**Data for the task**
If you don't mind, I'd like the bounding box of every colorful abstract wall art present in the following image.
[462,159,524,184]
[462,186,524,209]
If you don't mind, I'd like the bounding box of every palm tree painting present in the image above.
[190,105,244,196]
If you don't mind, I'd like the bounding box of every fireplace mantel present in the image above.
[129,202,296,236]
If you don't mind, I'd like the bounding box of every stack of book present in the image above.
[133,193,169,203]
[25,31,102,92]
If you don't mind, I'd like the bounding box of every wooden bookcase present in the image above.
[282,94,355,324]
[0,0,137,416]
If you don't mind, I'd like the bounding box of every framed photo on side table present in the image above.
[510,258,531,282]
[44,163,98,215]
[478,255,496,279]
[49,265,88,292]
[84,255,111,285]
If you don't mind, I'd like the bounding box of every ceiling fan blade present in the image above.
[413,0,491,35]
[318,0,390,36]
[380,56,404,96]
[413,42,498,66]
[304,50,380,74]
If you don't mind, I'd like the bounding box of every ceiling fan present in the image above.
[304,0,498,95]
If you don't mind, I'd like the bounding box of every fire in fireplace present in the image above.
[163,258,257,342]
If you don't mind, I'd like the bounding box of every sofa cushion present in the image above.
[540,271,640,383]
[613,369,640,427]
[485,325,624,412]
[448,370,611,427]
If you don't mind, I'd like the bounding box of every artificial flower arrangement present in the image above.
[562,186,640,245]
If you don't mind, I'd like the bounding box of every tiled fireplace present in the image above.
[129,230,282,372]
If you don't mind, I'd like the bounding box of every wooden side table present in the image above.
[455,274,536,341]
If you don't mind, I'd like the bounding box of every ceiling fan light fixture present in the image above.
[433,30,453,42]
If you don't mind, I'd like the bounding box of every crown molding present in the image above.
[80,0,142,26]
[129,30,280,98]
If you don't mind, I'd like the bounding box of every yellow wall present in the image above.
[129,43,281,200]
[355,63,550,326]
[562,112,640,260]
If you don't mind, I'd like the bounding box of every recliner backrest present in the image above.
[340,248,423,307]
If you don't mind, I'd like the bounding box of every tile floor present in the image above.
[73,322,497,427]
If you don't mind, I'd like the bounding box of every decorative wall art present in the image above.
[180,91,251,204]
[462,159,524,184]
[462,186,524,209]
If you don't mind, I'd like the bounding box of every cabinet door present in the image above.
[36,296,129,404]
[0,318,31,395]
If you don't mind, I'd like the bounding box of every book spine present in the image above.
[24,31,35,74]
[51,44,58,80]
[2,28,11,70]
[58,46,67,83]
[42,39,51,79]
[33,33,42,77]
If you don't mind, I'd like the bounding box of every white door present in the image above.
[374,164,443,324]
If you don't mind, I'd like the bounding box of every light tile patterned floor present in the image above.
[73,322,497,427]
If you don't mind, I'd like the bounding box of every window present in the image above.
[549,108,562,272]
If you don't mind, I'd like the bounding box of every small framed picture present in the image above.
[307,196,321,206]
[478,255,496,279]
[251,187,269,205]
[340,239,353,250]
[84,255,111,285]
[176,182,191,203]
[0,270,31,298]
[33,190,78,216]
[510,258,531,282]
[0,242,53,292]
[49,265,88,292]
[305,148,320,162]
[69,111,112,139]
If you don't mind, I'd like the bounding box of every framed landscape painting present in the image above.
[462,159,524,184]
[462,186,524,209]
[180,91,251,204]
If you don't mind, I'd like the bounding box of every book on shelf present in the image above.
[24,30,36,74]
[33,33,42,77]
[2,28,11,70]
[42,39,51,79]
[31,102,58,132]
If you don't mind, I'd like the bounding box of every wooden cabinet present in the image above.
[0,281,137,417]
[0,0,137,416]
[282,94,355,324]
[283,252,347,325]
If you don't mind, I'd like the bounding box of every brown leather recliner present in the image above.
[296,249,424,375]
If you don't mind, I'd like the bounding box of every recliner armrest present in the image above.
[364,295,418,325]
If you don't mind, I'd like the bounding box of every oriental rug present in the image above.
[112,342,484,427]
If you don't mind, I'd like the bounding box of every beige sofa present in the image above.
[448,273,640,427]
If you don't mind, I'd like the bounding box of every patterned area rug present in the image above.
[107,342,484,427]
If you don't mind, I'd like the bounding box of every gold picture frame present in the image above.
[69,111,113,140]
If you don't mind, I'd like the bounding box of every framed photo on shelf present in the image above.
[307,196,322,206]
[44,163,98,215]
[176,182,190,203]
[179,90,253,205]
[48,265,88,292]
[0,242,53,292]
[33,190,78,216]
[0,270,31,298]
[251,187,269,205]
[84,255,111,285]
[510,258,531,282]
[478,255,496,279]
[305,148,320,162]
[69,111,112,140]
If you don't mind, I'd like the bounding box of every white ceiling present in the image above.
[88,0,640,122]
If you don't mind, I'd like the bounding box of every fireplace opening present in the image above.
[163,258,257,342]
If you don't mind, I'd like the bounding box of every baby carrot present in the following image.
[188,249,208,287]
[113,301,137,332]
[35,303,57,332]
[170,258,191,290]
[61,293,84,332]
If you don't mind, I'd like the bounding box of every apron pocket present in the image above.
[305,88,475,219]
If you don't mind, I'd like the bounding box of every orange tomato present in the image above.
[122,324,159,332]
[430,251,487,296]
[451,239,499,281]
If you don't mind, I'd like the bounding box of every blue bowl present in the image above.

**Aim of the task**
Reproduce every line from the one containing "ceiling present in the image above." down to the last line above, both included, shifting each bounding-box coordinate by adding 26 to it.

**Answer to the task**
If you don't mind, I'd like the bounding box of every white ceiling present in the image above.
[114,26,666,148]
If you don't mind, I'd like the bounding box of every fireplace opening present in the image above.
[189,284,283,368]
If you don't mind, I'd like the bounding box of every baby carrot present in the following image.
[214,275,234,313]
[139,327,163,358]
[61,329,83,358]
[196,284,217,316]
[87,319,110,358]
If you don't mind, I'd like the bounding box of every apron pocket present in the image above.
[331,114,501,245]
If you don't mind, I'd like the bounding box of every orange tomato present in the image above.
[148,350,185,358]
[456,277,513,322]
[477,265,525,307]
If you don't mind, I'd like the bounding box of every blue bowl present in the image above.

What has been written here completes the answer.